**Problems to work on**
A: Rewrite the passage of the bufferbloat mailing list thread below that starts at "2020-11-30 Thread Aaron" and ends after "to change that.", renaming "CPE" to "customer premises equipment" throughout.
B: Translate this sentence from the bufferbloat mailing list thread below into Spanish: "But there's not much incentive for a silicon vendor to address this issue for a smaller customer."

**Given text**
Re: [Bloat] BBR implementations, knobs to turn?

2020-11-30 Thread Aaron Wood
>
> The CPE side has met willingness to investigate these issues from early
> on, but it seems that buffer handling is much harder on CPE chipsets
> than on base station chipsets.  In particular on 5G.  We have had some
> very good results on 4G, but they do not translate to 5G.
>

My own experience with various CPE work (working with ODMs to get hardware
built) is that those building CPE are stuck with what the silicon vendors
will support, much like where we currently are with home routers.  The AP
firmware and drivers have bloated buffers and there's very little that can
be done to change that.

The large OEMs (the very large, well-known, retail brands) have the volume
to put pressure on the silicon vendors to fix this.  But there's not much
incentive for a silicon vendor to address this issue for a smaller customer.
___
Bloat mailing list
Bloat@lists.bufferbloat.net
https://lists.bufferbloat.net/listinfo/bloat


Re: [Bloat] BBR implementations, knobs to turn?

2020-11-23 Thread erik.taraldsen

Fra: Toke Høiland-Jørgensen 

> > I really appreciate that you are reaching out to the bufferbloat community
> > for this real-life 5G mobile testing.  Lets all help out Erik.
>
> Yes! FYI, I've been communicating off-list with Erik for quite some
> time, he's doing great work but fighting the usual up-hill battle to get
> others to recognise the issues; so +1, let's give him all the help we
> can :)

Thanks!  I'll need all the patting on the back which can be provided. :)


> > From your graphs, it does look like you are measuring latency
> > under-load, e.g. while the curl download/upload is running.  This is
> > great as this is the first rule of bufferbloat measuring :-)  (and Luca
> > hinted to this)

I've been using Flent since day one of the Fixed Wireless project.  In fact
it was an part of the CPE RFQ process that all participating vendors must 
deliver test results from Flent as a part of the technical response.  Not so 
much
that we should save ourselves the work of testing.  But to force the vendors
to see how their equipment handle latency. Trying to establish Flent as a 
standard part of their test suit.

Toke and Dave has been of great help both in helping me in interpreting
Flent results, and moral support as it can be an up hill battle to achieve 
awareness of the bufferbloat issues.


> > The Huawei policer/shaper sounds scary.  And 1000 packets deep queue
> > also sound like a recipe for bufferbloat.  I would of-cause like to
> > re-write the Huawei policer/shaper with the knowledge and techniques we
> > know from our bufferbloat work in the Linux Kernel.  (If only I knew
> > someone that coded on 5G solutions that could implement this on their
> > hardware solution, and provide a better product Cc. Carlo)

I have tried on several occasions to get the vendors to subscribe to this
mailing list.  And individuals here have been willing to do consulting
work for vendors in Telenors RFQ, but as far as I know they have not
been contacted.


> Your other points about bloated queues etc, are spot on. Ideally, we
> could get operators to fix their gear, but working around the issues
> like Erik is doing can work in the meantime. And it's great to see that
> it seems like Telenor is starting to roll this out; as far as I can tell
> that has taken quite a bit of advocacy from Erik's side to get there! :)

**Supplied information**

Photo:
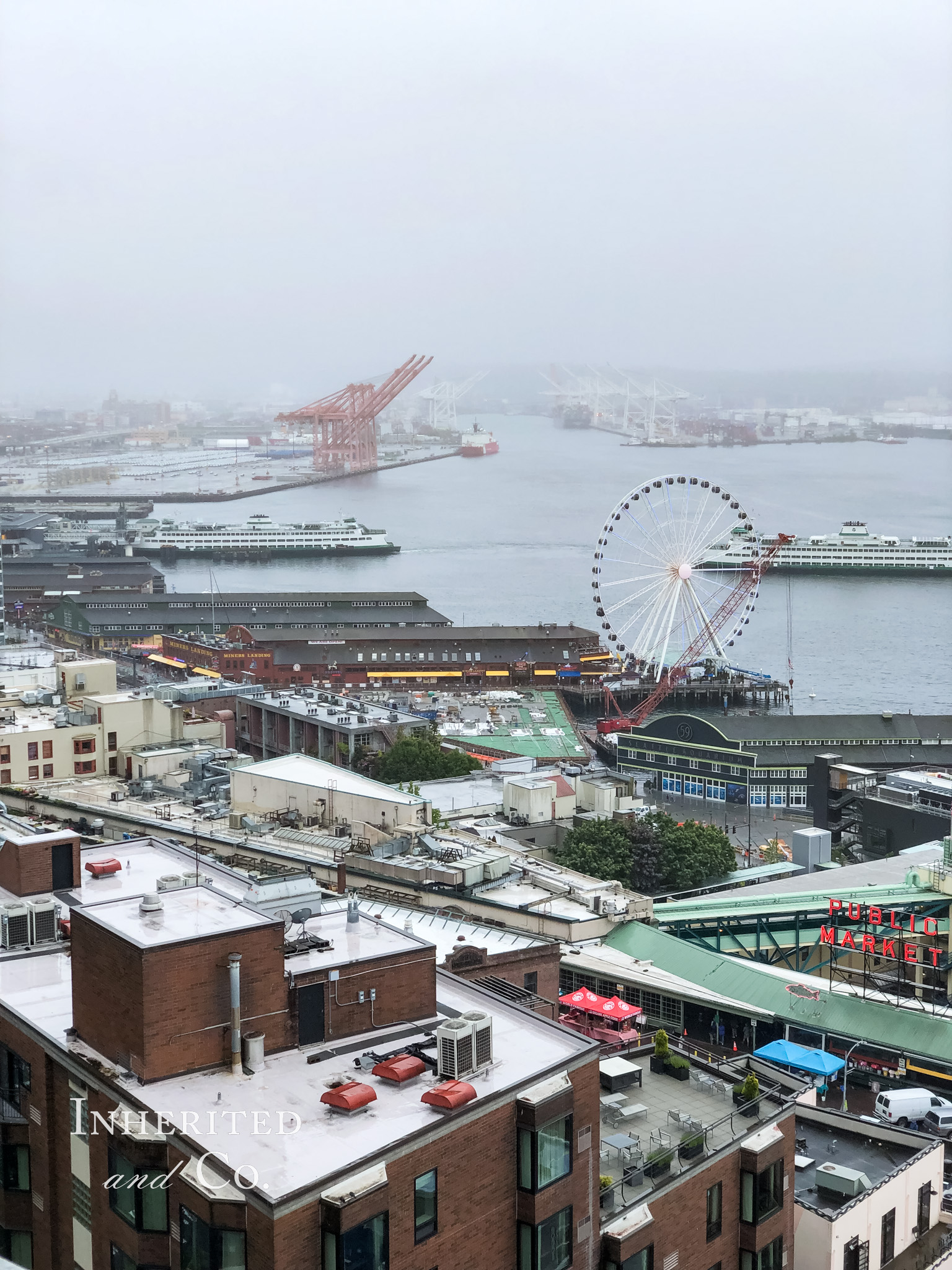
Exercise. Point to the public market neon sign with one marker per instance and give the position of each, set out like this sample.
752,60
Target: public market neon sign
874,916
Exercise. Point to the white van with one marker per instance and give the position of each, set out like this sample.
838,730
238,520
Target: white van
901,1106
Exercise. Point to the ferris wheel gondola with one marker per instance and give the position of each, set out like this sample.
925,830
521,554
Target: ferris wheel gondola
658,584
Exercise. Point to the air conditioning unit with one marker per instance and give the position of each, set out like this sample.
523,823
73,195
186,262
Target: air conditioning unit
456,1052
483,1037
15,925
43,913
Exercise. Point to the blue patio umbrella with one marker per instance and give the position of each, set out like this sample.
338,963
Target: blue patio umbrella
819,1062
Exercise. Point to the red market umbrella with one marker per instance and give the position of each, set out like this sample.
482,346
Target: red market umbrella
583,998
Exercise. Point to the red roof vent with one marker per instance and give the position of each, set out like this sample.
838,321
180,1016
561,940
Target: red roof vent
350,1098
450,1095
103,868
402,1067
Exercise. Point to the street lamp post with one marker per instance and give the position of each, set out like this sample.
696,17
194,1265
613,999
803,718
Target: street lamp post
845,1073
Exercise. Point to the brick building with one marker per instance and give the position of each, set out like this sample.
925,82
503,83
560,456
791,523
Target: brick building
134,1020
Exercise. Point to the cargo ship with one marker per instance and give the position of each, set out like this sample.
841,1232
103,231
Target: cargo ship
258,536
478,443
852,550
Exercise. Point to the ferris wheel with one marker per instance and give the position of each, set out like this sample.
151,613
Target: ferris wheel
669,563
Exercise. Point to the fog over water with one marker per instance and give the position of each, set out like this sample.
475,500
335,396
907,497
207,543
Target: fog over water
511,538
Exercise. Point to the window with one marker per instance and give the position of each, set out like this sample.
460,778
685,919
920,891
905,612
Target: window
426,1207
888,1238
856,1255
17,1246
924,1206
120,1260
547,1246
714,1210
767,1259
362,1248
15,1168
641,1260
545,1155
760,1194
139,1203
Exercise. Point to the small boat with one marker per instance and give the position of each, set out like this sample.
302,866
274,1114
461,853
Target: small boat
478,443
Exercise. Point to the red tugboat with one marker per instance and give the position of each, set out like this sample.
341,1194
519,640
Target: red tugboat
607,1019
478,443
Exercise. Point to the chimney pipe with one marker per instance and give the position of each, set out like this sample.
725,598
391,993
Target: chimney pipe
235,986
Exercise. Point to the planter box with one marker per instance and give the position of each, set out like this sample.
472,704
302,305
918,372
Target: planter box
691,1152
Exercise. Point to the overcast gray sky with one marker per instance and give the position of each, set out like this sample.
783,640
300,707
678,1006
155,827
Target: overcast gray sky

**Responses for each task**
A:
2020-11-30 Thread Aaron Wood
>
> The customer premises equipment side has met willingness to investigate these issues from early
> on, but it seems that buffer handling is much harder on customer premises equipment chipsets
> than on base station chipsets.  In particular on 5G.  We have had some
> very good results on 4G, but they do not translate to 5G.
>

My own experience with various customer premises equipment work (working with ODMs to get hardware
built) is that those building customer premises equipment are stuck with what the silicon vendors
will support, much like where we currently are with home routers.  The AP
firmware and drivers have bloated buffers and there's very little that can
be done to change that.

B: Pero no hay mucho incentivo para que un proveedor de silicio resuelva este problema para un cliente más pequeño.